- [YOUR INSTRUCTIONS]:
Count the lines of the data below that contain the string "each", treating uppercase and lowercase as different. Reply with the number alone.

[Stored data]
━━━━━━
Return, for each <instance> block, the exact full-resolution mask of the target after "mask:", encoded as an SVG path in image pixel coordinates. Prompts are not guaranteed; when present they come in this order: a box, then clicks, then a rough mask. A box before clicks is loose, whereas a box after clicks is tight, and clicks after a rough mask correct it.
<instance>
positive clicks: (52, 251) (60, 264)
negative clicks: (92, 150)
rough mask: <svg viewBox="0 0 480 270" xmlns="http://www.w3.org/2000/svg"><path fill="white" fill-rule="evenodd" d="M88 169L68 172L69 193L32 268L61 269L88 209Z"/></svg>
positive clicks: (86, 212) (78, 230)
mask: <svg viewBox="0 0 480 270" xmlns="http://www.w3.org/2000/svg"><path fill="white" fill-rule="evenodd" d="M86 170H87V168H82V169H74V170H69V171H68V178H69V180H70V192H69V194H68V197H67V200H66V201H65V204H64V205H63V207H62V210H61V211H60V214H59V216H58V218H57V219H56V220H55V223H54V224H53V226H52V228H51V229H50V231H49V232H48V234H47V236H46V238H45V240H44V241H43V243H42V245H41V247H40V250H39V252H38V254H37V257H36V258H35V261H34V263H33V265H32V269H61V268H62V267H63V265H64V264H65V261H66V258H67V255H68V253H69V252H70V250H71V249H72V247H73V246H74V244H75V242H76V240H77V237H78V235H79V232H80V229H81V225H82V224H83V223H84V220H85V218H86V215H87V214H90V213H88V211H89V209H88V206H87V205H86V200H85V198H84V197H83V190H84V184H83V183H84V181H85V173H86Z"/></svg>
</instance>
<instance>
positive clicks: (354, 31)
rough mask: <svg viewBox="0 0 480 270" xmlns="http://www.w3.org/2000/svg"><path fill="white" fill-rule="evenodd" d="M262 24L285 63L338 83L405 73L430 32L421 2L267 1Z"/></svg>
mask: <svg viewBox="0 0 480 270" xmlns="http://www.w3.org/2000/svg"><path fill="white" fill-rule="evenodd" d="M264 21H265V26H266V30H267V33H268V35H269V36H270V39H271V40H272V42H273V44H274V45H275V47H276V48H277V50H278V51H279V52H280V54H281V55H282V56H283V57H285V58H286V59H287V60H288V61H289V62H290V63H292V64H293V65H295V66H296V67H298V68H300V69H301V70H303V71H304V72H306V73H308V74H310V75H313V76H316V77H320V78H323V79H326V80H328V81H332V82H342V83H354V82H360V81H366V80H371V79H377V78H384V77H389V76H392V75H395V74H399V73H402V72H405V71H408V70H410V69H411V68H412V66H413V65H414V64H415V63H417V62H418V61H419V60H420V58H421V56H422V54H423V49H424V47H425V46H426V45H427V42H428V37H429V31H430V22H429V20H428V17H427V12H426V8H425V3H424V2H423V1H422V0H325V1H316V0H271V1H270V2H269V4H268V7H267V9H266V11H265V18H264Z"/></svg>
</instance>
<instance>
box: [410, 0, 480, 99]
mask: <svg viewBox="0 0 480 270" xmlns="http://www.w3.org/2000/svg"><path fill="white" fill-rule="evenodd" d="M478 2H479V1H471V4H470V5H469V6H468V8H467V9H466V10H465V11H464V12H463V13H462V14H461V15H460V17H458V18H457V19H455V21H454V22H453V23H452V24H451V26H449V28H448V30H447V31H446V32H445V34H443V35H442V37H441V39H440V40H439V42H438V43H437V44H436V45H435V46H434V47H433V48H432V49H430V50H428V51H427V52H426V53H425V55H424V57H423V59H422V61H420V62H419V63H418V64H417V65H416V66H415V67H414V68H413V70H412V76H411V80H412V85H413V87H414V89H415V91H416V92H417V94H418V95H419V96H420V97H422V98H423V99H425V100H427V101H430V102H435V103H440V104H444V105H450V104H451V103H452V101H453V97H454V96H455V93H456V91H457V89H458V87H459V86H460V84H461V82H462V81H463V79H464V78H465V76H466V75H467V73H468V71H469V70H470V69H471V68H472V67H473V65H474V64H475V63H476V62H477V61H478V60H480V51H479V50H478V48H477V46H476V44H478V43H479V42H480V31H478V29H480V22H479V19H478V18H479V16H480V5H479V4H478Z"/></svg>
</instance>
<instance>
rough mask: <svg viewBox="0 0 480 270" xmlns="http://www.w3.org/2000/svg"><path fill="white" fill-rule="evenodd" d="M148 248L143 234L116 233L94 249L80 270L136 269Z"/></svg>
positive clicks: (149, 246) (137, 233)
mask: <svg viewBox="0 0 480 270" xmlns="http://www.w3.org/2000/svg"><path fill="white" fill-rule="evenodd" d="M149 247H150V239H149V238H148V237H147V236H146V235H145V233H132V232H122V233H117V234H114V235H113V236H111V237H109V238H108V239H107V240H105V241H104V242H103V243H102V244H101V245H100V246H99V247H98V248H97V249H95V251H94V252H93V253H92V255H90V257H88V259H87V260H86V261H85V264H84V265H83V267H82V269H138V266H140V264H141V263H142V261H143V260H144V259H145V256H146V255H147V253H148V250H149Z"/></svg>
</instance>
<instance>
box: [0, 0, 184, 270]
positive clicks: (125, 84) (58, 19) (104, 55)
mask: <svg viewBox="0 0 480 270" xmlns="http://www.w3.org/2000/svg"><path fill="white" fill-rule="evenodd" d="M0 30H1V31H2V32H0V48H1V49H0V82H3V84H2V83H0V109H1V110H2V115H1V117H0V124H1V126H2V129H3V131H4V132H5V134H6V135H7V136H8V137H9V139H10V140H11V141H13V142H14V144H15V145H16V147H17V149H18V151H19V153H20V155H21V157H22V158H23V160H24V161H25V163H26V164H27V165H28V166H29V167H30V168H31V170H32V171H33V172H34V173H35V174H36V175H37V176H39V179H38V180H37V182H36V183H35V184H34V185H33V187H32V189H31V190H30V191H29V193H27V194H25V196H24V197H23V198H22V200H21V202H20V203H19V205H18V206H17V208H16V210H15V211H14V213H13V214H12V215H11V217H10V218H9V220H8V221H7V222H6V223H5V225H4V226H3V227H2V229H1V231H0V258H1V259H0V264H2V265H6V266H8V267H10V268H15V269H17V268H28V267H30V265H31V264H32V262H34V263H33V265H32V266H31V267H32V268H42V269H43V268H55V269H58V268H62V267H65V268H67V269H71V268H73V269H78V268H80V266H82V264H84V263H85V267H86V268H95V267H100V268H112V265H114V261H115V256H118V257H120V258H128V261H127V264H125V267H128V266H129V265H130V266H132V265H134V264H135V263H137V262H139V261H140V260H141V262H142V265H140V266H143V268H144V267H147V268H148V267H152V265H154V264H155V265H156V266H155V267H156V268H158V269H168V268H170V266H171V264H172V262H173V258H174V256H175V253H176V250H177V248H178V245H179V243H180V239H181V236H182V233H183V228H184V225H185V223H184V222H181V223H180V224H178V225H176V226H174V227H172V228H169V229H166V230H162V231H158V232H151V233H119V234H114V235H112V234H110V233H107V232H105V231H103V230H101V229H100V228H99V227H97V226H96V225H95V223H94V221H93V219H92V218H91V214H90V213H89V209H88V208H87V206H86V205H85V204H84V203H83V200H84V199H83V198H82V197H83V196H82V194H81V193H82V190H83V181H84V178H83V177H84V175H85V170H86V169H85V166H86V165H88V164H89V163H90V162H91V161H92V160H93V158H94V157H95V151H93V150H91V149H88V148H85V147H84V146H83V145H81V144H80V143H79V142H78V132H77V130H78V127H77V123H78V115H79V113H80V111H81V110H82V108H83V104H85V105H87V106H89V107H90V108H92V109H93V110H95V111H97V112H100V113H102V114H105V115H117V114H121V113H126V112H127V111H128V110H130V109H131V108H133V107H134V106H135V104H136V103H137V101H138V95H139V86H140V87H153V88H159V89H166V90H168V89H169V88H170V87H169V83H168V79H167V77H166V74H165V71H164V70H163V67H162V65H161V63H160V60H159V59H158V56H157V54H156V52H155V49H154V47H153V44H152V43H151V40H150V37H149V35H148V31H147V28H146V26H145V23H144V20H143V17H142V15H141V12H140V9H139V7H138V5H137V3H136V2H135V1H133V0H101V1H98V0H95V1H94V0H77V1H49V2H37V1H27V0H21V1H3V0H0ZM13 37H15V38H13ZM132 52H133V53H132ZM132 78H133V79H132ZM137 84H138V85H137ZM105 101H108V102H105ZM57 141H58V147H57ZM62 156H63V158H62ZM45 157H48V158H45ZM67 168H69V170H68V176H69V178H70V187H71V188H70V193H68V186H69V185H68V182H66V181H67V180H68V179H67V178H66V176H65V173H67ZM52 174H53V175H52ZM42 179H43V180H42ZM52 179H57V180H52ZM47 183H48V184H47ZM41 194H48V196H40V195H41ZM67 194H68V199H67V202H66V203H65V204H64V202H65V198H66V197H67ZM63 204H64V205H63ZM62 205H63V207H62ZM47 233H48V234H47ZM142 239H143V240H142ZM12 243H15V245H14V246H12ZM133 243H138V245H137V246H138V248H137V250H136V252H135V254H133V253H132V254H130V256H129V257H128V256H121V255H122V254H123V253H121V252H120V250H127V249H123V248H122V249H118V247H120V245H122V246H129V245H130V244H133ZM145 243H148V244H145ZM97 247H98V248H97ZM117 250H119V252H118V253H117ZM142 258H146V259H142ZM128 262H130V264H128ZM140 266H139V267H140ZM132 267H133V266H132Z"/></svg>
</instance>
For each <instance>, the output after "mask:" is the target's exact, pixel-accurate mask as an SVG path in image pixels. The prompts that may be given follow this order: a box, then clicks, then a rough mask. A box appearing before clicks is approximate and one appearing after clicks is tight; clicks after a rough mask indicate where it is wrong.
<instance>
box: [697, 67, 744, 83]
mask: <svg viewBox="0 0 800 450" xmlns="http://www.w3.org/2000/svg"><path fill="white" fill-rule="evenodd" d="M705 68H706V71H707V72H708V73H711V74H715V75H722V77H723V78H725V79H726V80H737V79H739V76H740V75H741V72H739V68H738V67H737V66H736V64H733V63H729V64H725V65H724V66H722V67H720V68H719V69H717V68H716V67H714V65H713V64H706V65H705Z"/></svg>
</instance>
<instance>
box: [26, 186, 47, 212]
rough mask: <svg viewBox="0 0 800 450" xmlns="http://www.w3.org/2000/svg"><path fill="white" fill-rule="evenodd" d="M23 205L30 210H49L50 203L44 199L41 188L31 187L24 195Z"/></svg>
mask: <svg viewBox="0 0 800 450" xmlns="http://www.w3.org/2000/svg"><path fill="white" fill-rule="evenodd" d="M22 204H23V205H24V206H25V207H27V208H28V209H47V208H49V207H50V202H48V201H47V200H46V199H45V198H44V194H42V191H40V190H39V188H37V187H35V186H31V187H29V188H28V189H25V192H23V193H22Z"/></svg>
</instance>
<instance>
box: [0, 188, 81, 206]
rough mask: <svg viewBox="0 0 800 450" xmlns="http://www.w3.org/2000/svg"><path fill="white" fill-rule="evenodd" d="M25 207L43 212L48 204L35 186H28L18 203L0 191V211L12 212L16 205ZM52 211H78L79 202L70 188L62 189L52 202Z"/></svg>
━━━━━━
- [EXERCISE SOLUTION]:
2